____ Extracto de página

Hace poco más de una
semana fui invitada a participar de esta conversación. A pesar del breve tiempo
para preparar este comentario, me atreví a lanzarme a esta piscina. Lo hago
porque espero compartir con ustedes mi experiencia y mis reflexiones que he ido
acumulando en mi práctica como ecóloga con especialidad en conservación, impulsando
proyectos de transformaciones cada vez más urgentes que, espero, nos permitan avanzar
en la compleja y ardua tarea que significa el cuidado de nuestra Tierra.
La conservación de la biodiversidad
de Chile es un proceso del cual formo parte activa hace ya varios años.Como miembro de WCS - una muy antigua
ONG de presencia global- desde hace más de una década lidero en Chile un
programa de conservación y valoración del patrimonio natural chileno, el que
incluye, entre otros objetivos, la materialización de algunas de nuestras ideas
en un área protegida en la Isla Grande de Tierra del fuego, el ParqueKarukinka. Desde esta lejana esquinita de nuestro planeta, intento interconectar
en torno a estos altos objetivos conservacionistas a una enorme diversidad de
personas y personajes del mundo de la academia y las ciencias, de la política
nacional y regional, del mundo empresarial, de la cultura y el arte. Mis
interlocutores son estudiantes, artistas, artesanos, guardaparques, vecinas, y
más.
Dada la naturaleza de la
biodiversidad que constituye en sí una realidad de la mayor singularidad
conocida hasta ahora en nuestro universo -tan maravillosa como compleja, tan
ubicua como idiosincrática- a lo largo de mi viaje profesional muchas veces mi trabajo
ha sido similar al de una alfarera en un entorno indiferente a la alfarería. Al
de una artesana que intenta modelar una arcilla esquiva, cambiante y que,
aunque omnipresente, parece invisible a los ojos de la mayoría de mis
coterráneos y contemporáneos.
Mis esfuerzos han girado
y giran en torno a la gestión teórico-práctica de un intrincado entramado socio-ecológico,
por medio de un abordaje sistemático y sistémico, con el objetivo principal de
revertir la pérdida de biodiversidad que no afecta únicamente esta esquinita
fueguina de la que hablo, sino afecta a todo nuestro planeta. El Objetivo de este
esfuerzo es que él se traduzca en bienestar humano y una sustentabilidad
consecuente.

________

Tarea asignada 1 — Identifica, por favor, cada línea de los registros de abajo que contenga la cadena "tower", respetando mayúsculas y minúsculas.

____ Registros de datos

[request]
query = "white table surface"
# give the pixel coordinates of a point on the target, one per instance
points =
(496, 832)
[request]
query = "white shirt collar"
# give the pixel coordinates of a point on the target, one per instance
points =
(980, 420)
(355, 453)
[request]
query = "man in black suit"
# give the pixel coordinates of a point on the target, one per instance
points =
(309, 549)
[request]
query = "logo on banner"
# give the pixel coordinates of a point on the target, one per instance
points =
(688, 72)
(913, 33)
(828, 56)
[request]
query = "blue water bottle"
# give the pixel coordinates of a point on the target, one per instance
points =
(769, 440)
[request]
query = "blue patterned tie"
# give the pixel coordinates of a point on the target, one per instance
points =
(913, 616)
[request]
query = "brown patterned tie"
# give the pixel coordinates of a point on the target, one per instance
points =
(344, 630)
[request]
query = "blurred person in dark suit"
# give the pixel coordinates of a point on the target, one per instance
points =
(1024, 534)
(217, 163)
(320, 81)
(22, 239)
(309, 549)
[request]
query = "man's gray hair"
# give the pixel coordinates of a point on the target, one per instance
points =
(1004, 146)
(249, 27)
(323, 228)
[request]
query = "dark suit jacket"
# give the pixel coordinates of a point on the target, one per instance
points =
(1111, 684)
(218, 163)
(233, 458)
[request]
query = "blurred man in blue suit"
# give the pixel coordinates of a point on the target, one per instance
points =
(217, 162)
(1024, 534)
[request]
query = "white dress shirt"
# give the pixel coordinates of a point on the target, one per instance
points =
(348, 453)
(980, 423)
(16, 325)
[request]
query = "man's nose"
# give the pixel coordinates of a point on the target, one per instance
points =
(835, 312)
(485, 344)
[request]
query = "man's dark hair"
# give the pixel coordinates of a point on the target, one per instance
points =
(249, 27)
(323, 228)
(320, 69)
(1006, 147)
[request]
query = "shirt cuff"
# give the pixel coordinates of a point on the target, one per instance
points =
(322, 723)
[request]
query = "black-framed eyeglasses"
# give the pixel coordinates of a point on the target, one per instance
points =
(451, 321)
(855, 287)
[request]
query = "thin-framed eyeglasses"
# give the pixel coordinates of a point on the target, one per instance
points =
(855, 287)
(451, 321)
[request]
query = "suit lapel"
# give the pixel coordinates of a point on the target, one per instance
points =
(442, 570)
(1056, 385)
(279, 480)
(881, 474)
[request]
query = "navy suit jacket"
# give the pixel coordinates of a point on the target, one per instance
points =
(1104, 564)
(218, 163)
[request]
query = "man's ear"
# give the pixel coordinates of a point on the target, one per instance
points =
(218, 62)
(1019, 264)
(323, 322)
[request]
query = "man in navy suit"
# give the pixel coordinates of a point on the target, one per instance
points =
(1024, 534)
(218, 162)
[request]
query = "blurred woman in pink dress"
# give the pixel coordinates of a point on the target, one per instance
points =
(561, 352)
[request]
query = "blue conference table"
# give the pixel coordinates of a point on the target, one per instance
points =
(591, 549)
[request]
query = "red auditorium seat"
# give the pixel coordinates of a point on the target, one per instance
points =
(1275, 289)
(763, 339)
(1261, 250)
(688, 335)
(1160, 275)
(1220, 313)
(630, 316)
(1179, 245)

________
____ Registros de datos

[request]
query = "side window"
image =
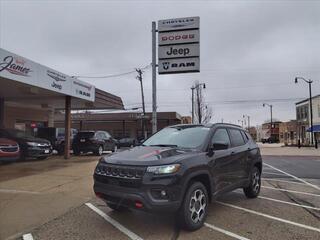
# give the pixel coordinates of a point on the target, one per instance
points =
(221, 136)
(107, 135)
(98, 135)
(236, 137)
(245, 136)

________
____ Registros de datos

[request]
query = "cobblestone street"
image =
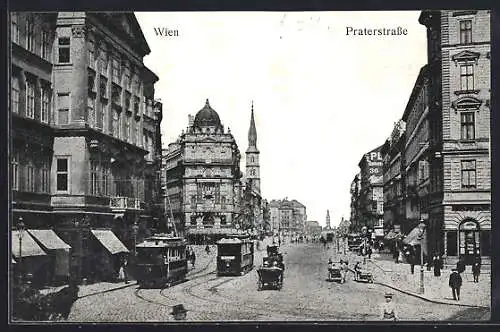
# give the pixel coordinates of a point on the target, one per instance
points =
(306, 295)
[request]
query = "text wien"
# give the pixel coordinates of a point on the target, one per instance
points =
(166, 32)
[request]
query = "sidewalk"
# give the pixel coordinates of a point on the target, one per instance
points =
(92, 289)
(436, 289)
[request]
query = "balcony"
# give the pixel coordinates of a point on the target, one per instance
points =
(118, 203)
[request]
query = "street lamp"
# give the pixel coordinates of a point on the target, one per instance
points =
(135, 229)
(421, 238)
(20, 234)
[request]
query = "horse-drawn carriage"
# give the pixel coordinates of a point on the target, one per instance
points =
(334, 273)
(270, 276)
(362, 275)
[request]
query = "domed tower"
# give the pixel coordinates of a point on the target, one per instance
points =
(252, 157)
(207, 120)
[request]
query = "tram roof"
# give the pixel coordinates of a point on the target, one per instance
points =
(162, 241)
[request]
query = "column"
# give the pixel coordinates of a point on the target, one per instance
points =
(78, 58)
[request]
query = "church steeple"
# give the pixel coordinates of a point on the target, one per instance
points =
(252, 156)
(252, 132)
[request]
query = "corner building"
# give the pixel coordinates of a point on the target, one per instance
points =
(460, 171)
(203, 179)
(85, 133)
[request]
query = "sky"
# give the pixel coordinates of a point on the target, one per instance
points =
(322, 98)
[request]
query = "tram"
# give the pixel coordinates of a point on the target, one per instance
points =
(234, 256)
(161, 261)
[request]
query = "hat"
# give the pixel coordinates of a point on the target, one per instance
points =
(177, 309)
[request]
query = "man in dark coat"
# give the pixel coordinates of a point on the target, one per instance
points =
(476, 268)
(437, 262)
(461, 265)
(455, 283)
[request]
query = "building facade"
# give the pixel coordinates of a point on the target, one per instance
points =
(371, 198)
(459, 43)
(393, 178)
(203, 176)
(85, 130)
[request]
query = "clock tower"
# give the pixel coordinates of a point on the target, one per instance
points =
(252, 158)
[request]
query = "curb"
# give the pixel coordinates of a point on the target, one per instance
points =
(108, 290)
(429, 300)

________

Tarea asignada 2 — Según el extracto de página, ¿de qué ONG es miembro la autora?

Salida completa 1 —
query = "domed tower"
query = "clock tower"

Salida completa 2 — De WCS.